## Task to carry out
Pick out every line in the items below that contains the word "decorative", and copy each one. Case counts.

## Data
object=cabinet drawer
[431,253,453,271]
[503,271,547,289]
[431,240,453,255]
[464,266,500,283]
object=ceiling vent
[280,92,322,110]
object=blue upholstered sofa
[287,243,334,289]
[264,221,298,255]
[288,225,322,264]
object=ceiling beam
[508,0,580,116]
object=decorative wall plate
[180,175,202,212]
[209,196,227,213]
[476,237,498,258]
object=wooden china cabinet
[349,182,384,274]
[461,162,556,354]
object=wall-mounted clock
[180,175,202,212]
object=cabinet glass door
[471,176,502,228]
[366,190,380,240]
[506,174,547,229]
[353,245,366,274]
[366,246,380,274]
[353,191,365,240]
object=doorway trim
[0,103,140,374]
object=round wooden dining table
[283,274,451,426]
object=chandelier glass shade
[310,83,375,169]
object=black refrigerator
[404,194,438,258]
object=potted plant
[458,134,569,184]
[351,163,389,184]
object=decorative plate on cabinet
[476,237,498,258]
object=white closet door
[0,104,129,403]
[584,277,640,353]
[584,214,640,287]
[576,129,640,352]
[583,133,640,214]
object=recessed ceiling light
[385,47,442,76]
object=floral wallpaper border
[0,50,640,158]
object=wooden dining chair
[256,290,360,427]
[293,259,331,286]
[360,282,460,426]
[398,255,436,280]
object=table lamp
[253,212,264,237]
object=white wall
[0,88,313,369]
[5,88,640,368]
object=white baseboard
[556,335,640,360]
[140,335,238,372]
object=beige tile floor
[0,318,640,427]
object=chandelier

## Written answer
object=decorative wall plate
object=decorative plate on cabinet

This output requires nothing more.